START DATA FOR THIS EXERCISE

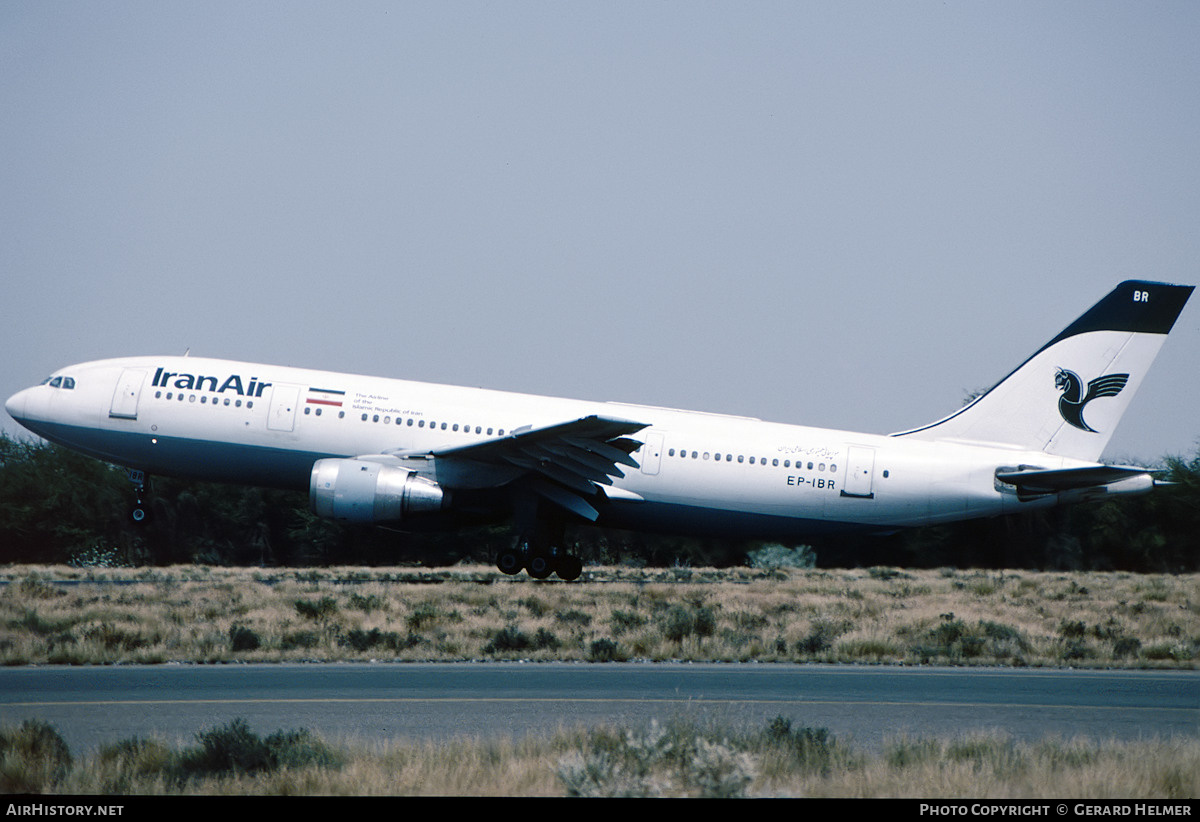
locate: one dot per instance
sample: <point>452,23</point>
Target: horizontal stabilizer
<point>1043,480</point>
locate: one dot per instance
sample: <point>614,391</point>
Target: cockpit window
<point>59,382</point>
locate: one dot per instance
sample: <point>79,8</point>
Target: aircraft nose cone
<point>16,406</point>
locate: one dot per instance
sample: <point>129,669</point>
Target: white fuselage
<point>699,473</point>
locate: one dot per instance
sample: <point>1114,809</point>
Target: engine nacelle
<point>370,492</point>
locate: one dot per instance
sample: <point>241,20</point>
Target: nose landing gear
<point>139,513</point>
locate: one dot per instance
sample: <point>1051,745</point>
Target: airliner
<point>417,455</point>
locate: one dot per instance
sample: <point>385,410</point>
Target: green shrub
<point>34,756</point>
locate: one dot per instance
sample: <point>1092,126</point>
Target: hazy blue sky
<point>835,214</point>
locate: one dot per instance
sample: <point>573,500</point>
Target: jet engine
<point>363,491</point>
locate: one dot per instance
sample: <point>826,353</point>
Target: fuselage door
<point>652,453</point>
<point>859,473</point>
<point>285,399</point>
<point>125,397</point>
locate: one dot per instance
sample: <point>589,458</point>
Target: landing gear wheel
<point>569,568</point>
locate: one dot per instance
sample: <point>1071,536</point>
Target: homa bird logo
<point>1073,400</point>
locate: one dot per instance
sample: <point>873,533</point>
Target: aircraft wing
<point>565,462</point>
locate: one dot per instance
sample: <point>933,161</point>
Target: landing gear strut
<point>537,547</point>
<point>141,513</point>
<point>539,559</point>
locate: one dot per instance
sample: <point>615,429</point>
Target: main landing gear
<point>539,559</point>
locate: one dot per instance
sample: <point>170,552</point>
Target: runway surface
<point>91,706</point>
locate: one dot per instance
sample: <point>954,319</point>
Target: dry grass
<point>673,760</point>
<point>835,616</point>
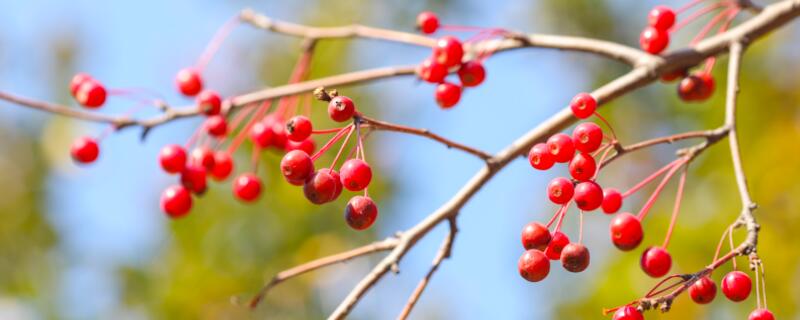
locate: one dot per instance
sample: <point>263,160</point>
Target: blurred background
<point>91,243</point>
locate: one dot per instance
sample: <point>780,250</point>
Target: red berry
<point>703,290</point>
<point>447,95</point>
<point>535,236</point>
<point>583,105</point>
<point>582,167</point>
<point>427,22</point>
<point>84,150</point>
<point>661,18</point>
<point>448,51</point>
<point>298,128</point>
<point>540,157</point>
<point>91,94</point>
<point>761,314</point>
<point>653,40</point>
<point>575,257</point>
<point>193,177</point>
<point>176,201</point>
<point>587,137</point>
<point>736,286</point>
<point>172,158</point>
<point>341,109</point>
<point>557,244</point>
<point>626,231</point>
<point>560,190</point>
<point>472,73</point>
<point>223,166</point>
<point>216,126</point>
<point>628,313</point>
<point>356,174</point>
<point>533,265</point>
<point>656,262</point>
<point>189,82</point>
<point>588,195</point>
<point>360,212</point>
<point>561,147</point>
<point>209,102</point>
<point>296,167</point>
<point>247,187</point>
<point>612,200</point>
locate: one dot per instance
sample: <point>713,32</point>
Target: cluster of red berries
<point>446,57</point>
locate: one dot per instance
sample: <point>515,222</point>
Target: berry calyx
<point>626,231</point>
<point>247,187</point>
<point>656,261</point>
<point>560,190</point>
<point>472,73</point>
<point>84,150</point>
<point>588,195</point>
<point>535,236</point>
<point>703,290</point>
<point>188,81</point>
<point>561,147</point>
<point>360,212</point>
<point>447,95</point>
<point>533,265</point>
<point>176,201</point>
<point>575,257</point>
<point>298,128</point>
<point>736,285</point>
<point>583,105</point>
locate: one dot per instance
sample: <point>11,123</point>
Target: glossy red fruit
<point>91,94</point>
<point>341,109</point>
<point>653,40</point>
<point>703,290</point>
<point>612,200</point>
<point>557,244</point>
<point>535,236</point>
<point>223,166</point>
<point>427,22</point>
<point>588,195</point>
<point>661,17</point>
<point>84,150</point>
<point>193,177</point>
<point>627,313</point>
<point>448,51</point>
<point>540,157</point>
<point>736,285</point>
<point>447,95</point>
<point>472,73</point>
<point>188,81</point>
<point>298,128</point>
<point>626,231</point>
<point>575,257</point>
<point>656,262</point>
<point>216,126</point>
<point>172,158</point>
<point>356,174</point>
<point>209,102</point>
<point>321,187</point>
<point>561,147</point>
<point>587,137</point>
<point>296,166</point>
<point>247,187</point>
<point>560,190</point>
<point>582,167</point>
<point>583,105</point>
<point>176,201</point>
<point>761,314</point>
<point>533,265</point>
<point>360,212</point>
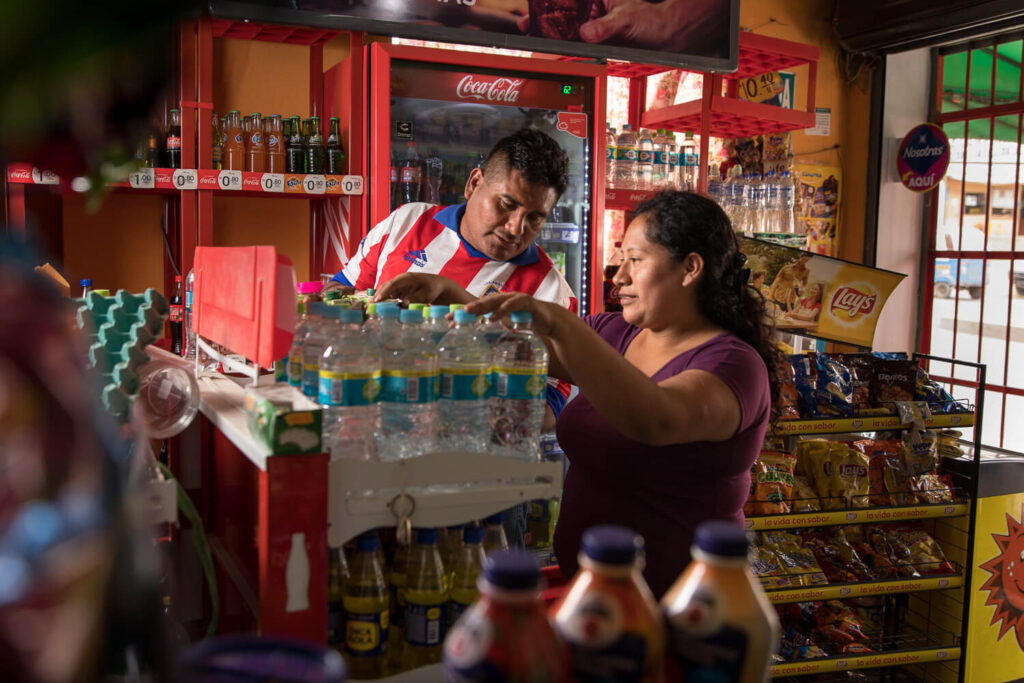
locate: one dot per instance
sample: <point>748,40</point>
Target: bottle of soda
<point>314,147</point>
<point>172,143</point>
<point>176,317</point>
<point>335,150</point>
<point>274,145</point>
<point>412,175</point>
<point>295,148</point>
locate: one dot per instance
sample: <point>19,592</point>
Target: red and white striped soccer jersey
<point>424,238</point>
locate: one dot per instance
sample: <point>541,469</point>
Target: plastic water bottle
<point>350,389</point>
<point>520,377</point>
<point>409,399</point>
<point>625,173</point>
<point>437,326</point>
<point>786,203</point>
<point>645,161</point>
<point>312,347</point>
<point>465,368</point>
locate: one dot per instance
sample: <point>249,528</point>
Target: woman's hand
<point>423,288</point>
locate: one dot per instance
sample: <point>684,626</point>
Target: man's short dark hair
<point>535,155</point>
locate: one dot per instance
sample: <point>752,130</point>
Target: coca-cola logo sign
<point>497,90</point>
<point>852,303</point>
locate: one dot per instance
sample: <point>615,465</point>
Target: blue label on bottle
<point>349,388</point>
<point>425,624</point>
<point>465,384</point>
<point>519,384</point>
<point>402,387</point>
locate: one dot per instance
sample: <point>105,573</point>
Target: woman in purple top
<point>675,391</point>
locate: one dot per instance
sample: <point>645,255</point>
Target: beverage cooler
<point>434,115</point>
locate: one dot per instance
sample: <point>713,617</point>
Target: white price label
<point>185,178</point>
<point>272,182</point>
<point>351,184</point>
<point>314,184</point>
<point>229,180</point>
<point>144,178</point>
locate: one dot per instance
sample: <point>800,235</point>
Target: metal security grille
<point>974,295</point>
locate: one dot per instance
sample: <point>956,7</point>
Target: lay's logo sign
<point>852,303</point>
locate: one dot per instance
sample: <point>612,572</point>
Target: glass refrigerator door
<point>444,122</point>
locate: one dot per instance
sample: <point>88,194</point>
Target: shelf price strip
<point>895,658</point>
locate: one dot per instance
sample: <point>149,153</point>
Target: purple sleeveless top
<point>662,493</point>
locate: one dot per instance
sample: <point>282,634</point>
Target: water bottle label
<point>401,387</point>
<point>519,384</point>
<point>366,633</point>
<point>465,384</point>
<point>425,624</point>
<point>349,388</point>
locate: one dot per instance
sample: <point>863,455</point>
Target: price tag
<point>351,184</point>
<point>185,178</point>
<point>314,183</point>
<point>144,178</point>
<point>229,180</point>
<point>272,182</point>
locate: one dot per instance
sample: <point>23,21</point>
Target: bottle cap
<point>722,539</point>
<point>411,316</point>
<point>368,543</point>
<point>611,545</point>
<point>426,537</point>
<point>472,535</point>
<point>512,569</point>
<point>522,316</point>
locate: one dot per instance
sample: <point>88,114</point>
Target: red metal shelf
<point>270,33</point>
<point>728,118</point>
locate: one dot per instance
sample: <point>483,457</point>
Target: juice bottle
<point>274,145</point>
<point>426,602</point>
<point>256,145</point>
<point>233,154</point>
<point>721,626</point>
<point>366,612</point>
<point>467,565</point>
<point>506,636</point>
<point>608,616</point>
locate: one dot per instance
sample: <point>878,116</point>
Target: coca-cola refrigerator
<point>453,105</point>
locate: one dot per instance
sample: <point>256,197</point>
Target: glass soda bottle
<point>426,602</point>
<point>720,624</point>
<point>335,150</point>
<point>172,142</point>
<point>314,147</point>
<point>608,615</point>
<point>366,612</point>
<point>506,636</point>
<point>274,145</point>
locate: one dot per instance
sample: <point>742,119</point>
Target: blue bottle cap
<point>348,315</point>
<point>464,317</point>
<point>512,569</point>
<point>722,539</point>
<point>611,545</point>
<point>472,535</point>
<point>522,316</point>
<point>426,537</point>
<point>410,316</point>
<point>368,543</point>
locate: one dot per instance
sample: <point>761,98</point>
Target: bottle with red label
<point>506,636</point>
<point>412,175</point>
<point>608,616</point>
<point>172,143</point>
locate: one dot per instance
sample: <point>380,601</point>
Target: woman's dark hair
<point>686,223</point>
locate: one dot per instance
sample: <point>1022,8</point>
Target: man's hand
<point>423,288</point>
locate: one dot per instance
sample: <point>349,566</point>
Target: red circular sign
<point>923,158</point>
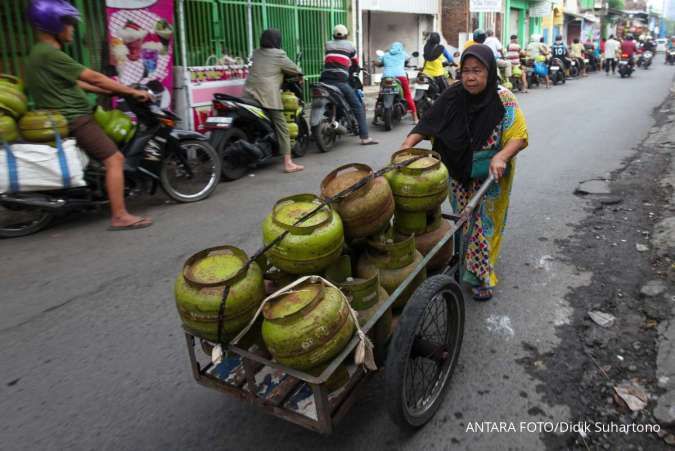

END DATA FOR THIS EXERCISE

■ WORK TO DO
Put the lines of the material into a numbered list, starting at the beginning of the material and ending at the line that contains "<point>91,243</point>", with both ends included and nothing beyond them. Leave out blank lines and the pictures.

■ EXERCISE ANSWER
1. locate: one dot per instance
2. sample: <point>452,23</point>
3. Target: horizontal stabilizer
4. <point>1043,480</point>
5. locate: one dot per instance
6. sample: <point>614,391</point>
7. Target: cockpit window
8. <point>59,382</point>
9. locate: one dot per instance
10. sample: <point>79,8</point>
11. Target: aircraft nose cone
12. <point>16,406</point>
13. locate: one dot per instance
14. sample: <point>129,669</point>
15. Target: white fuselage
16. <point>699,473</point>
17. locate: one dot per instance
18. sample: <point>1114,809</point>
19. Target: engine nacelle
20. <point>370,492</point>
21. locate: one dot per instance
22. sample: <point>241,20</point>
23. Target: nose landing gear
24. <point>139,513</point>
25. locate: one dot per instance
26. sample: <point>1051,745</point>
27. Target: airliner
28. <point>417,455</point>
29. locate: one dot per instance
30. sample: <point>385,410</point>
31. Target: green shrub
32. <point>34,756</point>
33. locate: one dot per instance
34. sample: <point>1092,126</point>
35. Target: hazy blue sky
36. <point>835,214</point>
37. locate: one dot per instance
38. sample: <point>573,500</point>
39. Target: jet engine
40. <point>363,491</point>
41. locate: one dot per instance
42. sample: <point>826,353</point>
43. Target: fuselage door
44. <point>652,453</point>
45. <point>859,473</point>
46. <point>285,399</point>
47. <point>125,397</point>
48. locate: one dot per instance
49. sample: <point>589,458</point>
50. Target: landing gear wheel
51. <point>569,568</point>
52. locate: one dot per instance
53. sample: <point>1071,536</point>
54. Target: homa bird logo
55. <point>1073,400</point>
56. locate: one dot per instance
57. sample: <point>873,533</point>
58. Target: aircraft wing
59. <point>565,462</point>
60. locate: one dot per instance
61. sample: <point>933,161</point>
62. Target: landing gear strut
63. <point>537,547</point>
64. <point>141,513</point>
65. <point>539,559</point>
66. locate: one dot per instance
67. sample: <point>615,429</point>
68. Target: main landing gear
69. <point>539,559</point>
70. locate: one dot per instance
71. sample: <point>170,552</point>
72. Target: runway surface
73. <point>91,706</point>
74. locate: one dot per instance
75. sample: <point>954,319</point>
76. Target: dry grass
77. <point>673,760</point>
78. <point>835,616</point>
79. locate: one dot per instance
80. sample: <point>263,160</point>
81. Target: blurred background
82. <point>91,243</point>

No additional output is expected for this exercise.